TASK REQUIREMENTS »
• a. Answer these questions using the text about the flying ambulance.
(i) On what day of the week was the special training event held?
(ii) What new local emergency transport service sent a helicopter and crew?
(iii) To which larger hospitals are patients with serious trauma referred?
• b. In the text about the flying ambulance, copy word for word the passage from "Minutes matter in" to "is shown above.".

DOCUMENT TEXT »
++++
The flying ambulance

We went to a special training event on Saturday for our Sequim Community Emergency Response Training (CERT) group. CERT is our community effort to prepare for large scale disasters such as a major earthquake. Saturday’s program was an all-day event designed to enhance our monthly training meetings. It included a visit by a helicopter and crew from Life Flight Network, a new local emergency transport service. CERT members had training sessions designed to facilitate landing and loading of emergency helicopters.

Minutes matter in an emergency and the first hour can mean life or death. Although we have a local hospital, as I showed you yesterday, it is not equipped to handle serious injuries. Serious trauma, or level 1 emergencies, require specialized intervention such as orthopedic or neurosurgery, and high level critical care. In these cases patients are referred to larger hospitals in Seattle, a road trip that could take a couple of hours plus a ferry trip. That’s where this helicopter comes in. Its pilot is shown above.
++++
Referring expression data
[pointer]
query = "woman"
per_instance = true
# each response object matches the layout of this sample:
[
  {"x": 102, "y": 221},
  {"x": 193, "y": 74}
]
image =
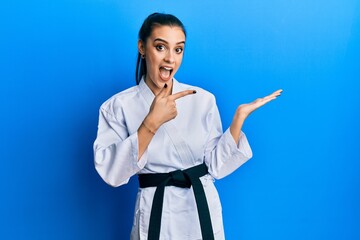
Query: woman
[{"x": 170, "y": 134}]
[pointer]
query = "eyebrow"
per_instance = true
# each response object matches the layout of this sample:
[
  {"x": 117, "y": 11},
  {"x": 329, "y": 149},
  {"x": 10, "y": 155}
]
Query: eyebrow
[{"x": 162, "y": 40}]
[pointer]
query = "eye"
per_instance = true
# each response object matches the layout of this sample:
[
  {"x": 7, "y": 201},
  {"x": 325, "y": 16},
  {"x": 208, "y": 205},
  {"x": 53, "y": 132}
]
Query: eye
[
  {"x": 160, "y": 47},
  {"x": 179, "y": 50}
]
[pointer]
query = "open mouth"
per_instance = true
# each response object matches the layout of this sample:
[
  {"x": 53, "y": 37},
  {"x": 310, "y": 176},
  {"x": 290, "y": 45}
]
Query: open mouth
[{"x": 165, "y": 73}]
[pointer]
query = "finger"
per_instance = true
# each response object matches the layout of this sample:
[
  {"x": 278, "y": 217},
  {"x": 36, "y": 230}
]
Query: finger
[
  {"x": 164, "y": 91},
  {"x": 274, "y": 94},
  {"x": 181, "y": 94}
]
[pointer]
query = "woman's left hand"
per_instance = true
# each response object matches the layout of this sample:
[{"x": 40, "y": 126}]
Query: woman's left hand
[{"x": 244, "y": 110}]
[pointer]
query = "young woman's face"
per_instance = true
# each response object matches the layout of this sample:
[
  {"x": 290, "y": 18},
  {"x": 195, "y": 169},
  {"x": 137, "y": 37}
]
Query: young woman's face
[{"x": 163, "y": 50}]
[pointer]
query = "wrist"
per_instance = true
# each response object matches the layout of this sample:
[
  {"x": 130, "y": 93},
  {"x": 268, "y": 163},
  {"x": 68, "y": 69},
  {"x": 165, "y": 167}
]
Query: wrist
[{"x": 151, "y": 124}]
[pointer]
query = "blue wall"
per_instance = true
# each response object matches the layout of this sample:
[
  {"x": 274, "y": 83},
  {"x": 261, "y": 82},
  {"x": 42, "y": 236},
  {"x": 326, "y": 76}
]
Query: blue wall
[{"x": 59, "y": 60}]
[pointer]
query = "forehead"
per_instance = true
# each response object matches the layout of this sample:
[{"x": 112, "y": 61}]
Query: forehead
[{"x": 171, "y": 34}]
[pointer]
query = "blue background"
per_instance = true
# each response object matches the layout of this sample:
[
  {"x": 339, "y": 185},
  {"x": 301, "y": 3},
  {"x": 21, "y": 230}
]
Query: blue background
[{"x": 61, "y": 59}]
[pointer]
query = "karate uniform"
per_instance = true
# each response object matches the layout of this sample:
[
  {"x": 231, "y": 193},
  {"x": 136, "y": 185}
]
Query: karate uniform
++++
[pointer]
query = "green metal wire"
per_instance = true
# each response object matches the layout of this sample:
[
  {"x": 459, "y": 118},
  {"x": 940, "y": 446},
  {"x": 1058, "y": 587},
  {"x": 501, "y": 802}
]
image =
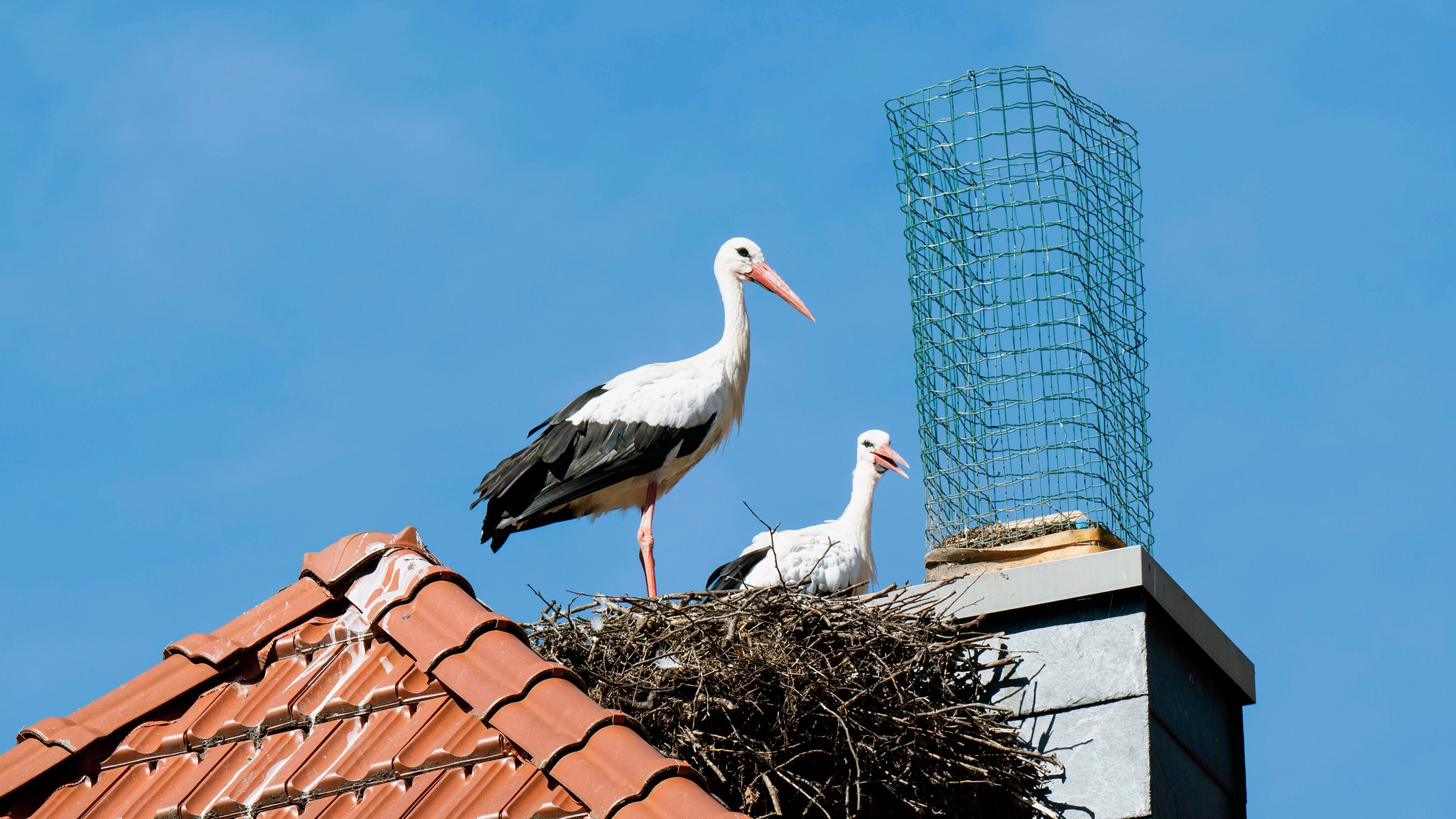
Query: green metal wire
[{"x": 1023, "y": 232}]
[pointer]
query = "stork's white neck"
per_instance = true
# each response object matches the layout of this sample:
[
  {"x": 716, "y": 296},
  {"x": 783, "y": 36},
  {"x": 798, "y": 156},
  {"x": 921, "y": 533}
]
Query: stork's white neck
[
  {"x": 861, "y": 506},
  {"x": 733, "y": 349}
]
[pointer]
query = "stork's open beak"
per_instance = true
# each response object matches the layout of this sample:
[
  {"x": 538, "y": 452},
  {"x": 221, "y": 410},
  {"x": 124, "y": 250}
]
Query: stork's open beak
++++
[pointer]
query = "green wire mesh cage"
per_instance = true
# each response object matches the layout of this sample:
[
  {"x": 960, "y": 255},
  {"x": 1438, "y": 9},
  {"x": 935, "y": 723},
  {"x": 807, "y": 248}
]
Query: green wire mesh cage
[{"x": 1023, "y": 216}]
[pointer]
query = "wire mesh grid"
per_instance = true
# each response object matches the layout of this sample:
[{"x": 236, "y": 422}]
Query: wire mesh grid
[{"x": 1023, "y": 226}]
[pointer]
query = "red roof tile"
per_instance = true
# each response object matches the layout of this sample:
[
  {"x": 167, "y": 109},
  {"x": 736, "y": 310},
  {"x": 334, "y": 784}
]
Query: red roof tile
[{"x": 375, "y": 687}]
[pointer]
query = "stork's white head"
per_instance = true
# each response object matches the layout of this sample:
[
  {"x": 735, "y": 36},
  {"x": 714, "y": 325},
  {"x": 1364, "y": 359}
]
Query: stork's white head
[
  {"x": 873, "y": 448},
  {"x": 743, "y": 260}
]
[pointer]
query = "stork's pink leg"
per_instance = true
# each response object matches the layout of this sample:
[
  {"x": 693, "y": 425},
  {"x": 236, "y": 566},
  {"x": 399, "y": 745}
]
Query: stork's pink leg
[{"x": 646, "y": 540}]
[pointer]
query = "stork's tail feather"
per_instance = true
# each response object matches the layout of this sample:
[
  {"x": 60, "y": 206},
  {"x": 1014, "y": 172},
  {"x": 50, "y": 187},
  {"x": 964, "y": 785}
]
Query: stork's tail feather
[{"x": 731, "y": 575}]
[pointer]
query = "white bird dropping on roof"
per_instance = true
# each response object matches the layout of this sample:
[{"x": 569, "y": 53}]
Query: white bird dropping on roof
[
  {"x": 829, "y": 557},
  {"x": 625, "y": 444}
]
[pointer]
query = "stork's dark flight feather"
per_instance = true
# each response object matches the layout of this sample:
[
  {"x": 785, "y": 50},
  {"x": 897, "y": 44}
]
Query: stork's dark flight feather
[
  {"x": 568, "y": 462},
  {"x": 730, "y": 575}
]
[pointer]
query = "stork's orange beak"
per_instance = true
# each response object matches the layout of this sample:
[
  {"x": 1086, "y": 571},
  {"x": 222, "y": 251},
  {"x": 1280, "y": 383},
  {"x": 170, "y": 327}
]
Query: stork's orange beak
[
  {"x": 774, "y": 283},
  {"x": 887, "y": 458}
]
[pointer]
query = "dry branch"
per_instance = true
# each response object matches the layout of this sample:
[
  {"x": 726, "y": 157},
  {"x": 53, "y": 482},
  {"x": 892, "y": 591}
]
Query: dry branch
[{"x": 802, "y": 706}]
++++
COMPLETED EXERCISE »
• a.
(i) Saturday
(ii) Life Flight Network
(iii) Larger hospitals in Seattle

• b.
Minutes matter in an emergency and the first hour can mean life or death. Although we have a local hospital, as I showed you yesterday, it is not equipped to handle serious injuries. Serious trauma, or level 1 emergencies, require specialized intervention such as orthopedic or neurosurgery, and high level critical care. In these cases patients are referred to larger hospitals in Seattle, a road trip that could take a couple of hours plus a ferry trip. That’s where this helicopter comes in. Its pilot is shown above.